━━ Raw data ━━
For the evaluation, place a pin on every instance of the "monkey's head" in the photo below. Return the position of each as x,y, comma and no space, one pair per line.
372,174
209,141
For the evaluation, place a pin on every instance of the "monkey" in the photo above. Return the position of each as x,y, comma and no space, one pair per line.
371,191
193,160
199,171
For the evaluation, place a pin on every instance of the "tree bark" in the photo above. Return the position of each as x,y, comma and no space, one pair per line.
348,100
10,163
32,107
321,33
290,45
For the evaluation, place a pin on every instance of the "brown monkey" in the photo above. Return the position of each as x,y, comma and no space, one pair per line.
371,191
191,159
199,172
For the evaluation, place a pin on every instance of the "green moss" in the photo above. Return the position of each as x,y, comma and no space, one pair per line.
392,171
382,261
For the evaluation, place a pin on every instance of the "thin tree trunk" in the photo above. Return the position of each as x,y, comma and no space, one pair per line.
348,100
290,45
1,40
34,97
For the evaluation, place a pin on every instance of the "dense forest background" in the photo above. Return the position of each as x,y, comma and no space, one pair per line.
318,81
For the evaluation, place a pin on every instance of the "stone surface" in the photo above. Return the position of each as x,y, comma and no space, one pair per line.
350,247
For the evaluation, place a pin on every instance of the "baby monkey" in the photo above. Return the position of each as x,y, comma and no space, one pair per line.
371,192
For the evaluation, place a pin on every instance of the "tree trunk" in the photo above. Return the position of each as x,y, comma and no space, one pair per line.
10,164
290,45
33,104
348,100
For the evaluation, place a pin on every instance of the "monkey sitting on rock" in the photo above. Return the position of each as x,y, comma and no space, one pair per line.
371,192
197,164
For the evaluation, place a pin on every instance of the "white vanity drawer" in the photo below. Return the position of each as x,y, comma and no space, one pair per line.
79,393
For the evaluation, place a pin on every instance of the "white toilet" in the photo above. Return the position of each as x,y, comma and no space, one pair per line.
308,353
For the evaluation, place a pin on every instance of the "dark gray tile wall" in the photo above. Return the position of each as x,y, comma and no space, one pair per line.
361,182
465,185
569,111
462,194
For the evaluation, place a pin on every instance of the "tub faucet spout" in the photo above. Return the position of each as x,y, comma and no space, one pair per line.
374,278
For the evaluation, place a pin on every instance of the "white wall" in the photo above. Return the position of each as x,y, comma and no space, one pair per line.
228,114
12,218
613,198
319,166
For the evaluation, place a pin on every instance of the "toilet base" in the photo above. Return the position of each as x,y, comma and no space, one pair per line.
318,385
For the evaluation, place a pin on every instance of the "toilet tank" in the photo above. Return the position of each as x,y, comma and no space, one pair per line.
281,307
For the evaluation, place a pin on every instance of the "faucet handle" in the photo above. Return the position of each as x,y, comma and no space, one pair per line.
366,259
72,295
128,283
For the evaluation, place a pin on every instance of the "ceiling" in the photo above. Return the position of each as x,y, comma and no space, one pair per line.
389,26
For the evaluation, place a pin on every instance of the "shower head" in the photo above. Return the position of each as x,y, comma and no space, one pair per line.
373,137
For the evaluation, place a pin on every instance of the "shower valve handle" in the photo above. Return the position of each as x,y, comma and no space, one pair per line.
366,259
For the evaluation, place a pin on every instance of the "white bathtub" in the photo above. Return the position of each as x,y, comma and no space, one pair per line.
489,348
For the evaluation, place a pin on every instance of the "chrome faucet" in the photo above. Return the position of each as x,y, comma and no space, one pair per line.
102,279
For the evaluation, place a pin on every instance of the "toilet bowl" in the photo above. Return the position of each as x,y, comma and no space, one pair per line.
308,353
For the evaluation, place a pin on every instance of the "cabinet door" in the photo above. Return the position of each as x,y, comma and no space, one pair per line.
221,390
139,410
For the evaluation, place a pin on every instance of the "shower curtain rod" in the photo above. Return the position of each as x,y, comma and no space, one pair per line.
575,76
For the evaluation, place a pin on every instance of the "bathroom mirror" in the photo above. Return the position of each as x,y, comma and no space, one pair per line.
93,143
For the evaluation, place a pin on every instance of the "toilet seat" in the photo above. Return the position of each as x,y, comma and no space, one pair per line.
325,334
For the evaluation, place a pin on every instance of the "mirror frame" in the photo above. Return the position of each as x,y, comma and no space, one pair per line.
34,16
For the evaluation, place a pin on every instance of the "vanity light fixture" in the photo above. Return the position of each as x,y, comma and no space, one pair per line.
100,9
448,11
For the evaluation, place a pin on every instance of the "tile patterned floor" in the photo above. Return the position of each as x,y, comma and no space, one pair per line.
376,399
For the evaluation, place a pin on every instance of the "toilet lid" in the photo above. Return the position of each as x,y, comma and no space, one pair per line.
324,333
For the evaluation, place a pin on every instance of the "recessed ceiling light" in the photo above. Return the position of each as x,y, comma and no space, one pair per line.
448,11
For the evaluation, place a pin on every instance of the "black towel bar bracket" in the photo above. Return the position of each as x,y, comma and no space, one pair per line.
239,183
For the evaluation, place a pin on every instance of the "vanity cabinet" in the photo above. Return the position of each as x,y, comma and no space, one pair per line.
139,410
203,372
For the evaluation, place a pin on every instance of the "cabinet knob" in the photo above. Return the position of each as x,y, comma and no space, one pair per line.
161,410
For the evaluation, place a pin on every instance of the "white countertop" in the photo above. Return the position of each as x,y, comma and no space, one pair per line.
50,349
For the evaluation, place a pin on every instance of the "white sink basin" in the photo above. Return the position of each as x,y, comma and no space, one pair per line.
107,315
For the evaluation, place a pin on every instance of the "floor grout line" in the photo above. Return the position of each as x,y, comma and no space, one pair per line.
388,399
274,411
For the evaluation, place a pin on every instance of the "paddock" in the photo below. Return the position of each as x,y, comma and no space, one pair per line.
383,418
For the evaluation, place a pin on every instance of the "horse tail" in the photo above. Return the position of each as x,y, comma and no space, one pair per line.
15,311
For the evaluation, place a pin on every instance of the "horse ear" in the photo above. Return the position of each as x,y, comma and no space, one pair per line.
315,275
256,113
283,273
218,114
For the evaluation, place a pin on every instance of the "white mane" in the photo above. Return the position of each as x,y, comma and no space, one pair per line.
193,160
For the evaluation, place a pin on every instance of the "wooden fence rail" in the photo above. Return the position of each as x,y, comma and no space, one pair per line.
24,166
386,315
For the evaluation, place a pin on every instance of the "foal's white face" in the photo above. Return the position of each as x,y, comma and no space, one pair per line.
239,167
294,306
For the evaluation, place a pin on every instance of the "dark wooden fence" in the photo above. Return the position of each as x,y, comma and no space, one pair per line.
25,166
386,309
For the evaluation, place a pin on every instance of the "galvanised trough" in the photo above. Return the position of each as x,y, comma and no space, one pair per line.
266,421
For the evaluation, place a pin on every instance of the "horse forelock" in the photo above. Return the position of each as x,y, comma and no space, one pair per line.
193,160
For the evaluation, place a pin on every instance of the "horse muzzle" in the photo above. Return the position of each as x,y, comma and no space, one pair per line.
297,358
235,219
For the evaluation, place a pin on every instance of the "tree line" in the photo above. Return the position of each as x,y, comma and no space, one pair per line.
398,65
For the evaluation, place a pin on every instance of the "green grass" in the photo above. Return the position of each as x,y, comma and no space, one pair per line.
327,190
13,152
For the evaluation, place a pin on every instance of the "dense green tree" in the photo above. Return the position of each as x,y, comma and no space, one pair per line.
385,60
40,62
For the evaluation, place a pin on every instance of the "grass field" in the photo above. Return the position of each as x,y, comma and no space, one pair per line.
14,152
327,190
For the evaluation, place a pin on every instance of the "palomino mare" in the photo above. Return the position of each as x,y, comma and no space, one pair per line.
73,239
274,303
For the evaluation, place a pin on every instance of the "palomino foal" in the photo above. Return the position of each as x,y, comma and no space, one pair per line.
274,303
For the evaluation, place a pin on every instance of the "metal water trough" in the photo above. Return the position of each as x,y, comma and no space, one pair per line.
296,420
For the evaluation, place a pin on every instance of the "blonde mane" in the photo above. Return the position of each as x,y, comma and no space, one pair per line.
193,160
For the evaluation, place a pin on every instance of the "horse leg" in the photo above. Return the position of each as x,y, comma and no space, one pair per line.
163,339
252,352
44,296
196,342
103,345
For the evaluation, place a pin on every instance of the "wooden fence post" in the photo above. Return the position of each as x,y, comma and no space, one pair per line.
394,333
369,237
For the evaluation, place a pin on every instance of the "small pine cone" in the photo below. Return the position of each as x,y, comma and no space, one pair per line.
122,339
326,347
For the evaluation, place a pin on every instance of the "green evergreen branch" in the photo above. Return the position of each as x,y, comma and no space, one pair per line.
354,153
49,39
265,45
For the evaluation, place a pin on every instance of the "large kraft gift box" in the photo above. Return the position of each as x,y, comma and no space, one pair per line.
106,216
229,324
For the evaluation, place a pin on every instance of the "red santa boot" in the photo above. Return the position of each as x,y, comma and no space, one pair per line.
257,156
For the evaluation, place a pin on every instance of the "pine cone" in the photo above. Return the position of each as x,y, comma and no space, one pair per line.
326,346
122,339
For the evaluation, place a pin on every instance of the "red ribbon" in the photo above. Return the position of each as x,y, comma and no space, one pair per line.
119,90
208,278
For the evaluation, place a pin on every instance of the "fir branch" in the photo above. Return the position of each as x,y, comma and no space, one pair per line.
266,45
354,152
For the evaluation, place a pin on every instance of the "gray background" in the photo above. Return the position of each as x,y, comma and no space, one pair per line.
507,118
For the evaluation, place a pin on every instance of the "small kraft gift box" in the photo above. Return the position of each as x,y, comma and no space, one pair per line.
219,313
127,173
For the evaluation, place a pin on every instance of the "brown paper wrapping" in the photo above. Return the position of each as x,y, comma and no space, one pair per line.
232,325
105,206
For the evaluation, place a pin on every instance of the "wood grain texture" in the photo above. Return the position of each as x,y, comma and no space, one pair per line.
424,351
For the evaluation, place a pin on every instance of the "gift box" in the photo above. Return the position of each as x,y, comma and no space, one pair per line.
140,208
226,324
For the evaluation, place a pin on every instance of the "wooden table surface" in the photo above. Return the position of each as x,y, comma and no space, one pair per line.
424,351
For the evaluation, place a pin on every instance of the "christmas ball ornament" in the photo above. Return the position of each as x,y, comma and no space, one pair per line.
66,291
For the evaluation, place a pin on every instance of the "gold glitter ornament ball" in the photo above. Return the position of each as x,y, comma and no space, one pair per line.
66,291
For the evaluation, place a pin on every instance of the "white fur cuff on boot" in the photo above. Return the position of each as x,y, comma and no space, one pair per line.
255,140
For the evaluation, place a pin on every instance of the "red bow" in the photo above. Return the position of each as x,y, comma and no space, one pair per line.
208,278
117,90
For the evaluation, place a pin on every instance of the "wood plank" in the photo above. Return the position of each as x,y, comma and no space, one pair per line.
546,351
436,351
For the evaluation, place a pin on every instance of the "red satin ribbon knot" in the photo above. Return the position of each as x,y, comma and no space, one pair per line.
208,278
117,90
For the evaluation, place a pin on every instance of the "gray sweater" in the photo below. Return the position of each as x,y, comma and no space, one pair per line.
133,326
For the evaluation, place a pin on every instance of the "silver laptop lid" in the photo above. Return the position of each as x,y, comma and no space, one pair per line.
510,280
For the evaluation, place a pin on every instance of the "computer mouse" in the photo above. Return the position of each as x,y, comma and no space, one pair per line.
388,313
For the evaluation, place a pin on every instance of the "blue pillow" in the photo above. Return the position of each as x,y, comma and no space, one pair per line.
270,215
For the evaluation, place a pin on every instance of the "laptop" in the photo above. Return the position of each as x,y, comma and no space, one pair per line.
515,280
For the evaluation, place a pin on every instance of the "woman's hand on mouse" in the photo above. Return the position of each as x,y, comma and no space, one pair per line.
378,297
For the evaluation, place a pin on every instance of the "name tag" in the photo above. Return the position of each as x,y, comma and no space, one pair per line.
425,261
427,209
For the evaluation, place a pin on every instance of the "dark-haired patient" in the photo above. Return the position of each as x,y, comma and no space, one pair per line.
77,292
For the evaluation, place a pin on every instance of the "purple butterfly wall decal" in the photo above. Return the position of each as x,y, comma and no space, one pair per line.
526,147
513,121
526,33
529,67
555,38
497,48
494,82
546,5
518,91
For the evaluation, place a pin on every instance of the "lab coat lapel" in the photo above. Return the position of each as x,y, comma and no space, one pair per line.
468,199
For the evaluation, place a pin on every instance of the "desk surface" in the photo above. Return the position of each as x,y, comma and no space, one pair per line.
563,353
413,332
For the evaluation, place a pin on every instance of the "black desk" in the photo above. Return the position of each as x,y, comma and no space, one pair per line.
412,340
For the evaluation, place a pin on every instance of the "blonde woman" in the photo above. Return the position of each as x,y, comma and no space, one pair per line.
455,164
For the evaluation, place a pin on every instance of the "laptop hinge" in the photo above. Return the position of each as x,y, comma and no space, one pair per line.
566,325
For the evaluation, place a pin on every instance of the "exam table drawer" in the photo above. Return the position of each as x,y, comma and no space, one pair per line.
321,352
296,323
━━━
- Aim of the task -
Identify every line in the entries above that contains the word "pine", and copy each of those lines in full.

- Response -
For the evaluation, place a pin on every instance of the "small pine cone" in the photo below. Return the position of each as x,y, comma and no space, one pair per line.
For the evaluation, place a pin on every instance of the "pine cone" in the photo above. Return the position of each as x,y, comma and no space, one pair per line.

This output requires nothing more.